Trecho para leitura:
---*---

Sexta-feira, 11 de setembro de 2015 - 06h07
Há sete anos, indígenas da etnia Paumari do Rio Tapauá, no sul da Amazônia, mudaram totalmente os hábitos de pesca para participar de uma experiência de manejo do pirarucu. Na época, por falta de informação, eles pescavam de forma indiscriminada e ganhavam pouco ou nada pelo produto. E o pirarucu, um dos maiores peixes de água doce do mundo, estava ameaçado de extinção. Atualmente, os paumaris garantem renda para as aldeias com a pesca planejada, ao mesmo tempo em que preservam a espécie, agora na lista das vulneráveis.
Na primeira contagem desses peixes nos mais de 60 lagos da reserva dos paumaris, em 2008, foram encontrados 252 pirarucus. Na contagem anual feita em 2014, os indígenas registraram mais de 2,5 mil peixes. O esforço para alcançar esse resultado foi grande. Os paumaris ficaram sem pescar nenhum pirarucu por cinco anos, tempo necessário para recuperar o estoque da espécie.

---*---

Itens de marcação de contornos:
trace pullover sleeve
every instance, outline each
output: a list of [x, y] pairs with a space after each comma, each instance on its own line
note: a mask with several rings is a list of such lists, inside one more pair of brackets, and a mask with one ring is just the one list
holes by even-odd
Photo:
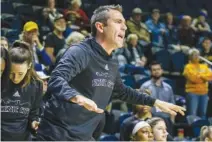
[[131, 104], [141, 104], [148, 106], [153, 106], [156, 101], [156, 99], [145, 94], [139, 94], [134, 89], [124, 85], [119, 72], [114, 86], [113, 98], [120, 99]]
[[87, 67], [89, 60], [88, 52], [79, 46], [70, 47], [52, 72], [48, 92], [65, 101], [80, 94], [69, 82]]

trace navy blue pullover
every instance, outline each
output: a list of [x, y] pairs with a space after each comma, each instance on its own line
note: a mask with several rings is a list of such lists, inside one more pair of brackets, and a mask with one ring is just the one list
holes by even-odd
[[111, 98], [150, 106], [155, 103], [155, 99], [122, 83], [118, 62], [94, 38], [66, 51], [48, 85], [50, 98], [38, 129], [38, 140], [93, 140], [92, 134], [104, 114], [70, 102], [76, 95], [93, 100], [102, 109]]
[[30, 140], [31, 123], [38, 121], [42, 99], [42, 83], [31, 81], [25, 87], [11, 81], [1, 92], [1, 140]]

---*---

Requisitos da tarefa: Escreva a continuação do texto sobre a pesca do pirarucu pelos paumaris, começando logo depois da última frase.

Resposta correta:
Apoiador da ideia desde o início, o indígena Jurandi Souza de Oliveira Paumari garante que valeu a pena. “Este ano o Ibama [Instituto Brasileiro do Meio Ambiente e dos Recursos Naturais Renováveis] liberou a pesca de 220 peixes, quase a população total que contamos em 2008. Mas como somos poucos, devemos tirar cerca de 130 peixes”, disse orgulhoso.
Jurandi conta que antes do manejo os paumaris pescavam errado. “A gente pescava todos os peixes pirarucu que conseguíamos, não importava o tamanho. Vendíamos ou trocávamos por outros produtos com comerciantes, mas o valor do nosso produto era muito baixo. Sobrava pouco ou nada para nós, em alguns casos dava até despesa.”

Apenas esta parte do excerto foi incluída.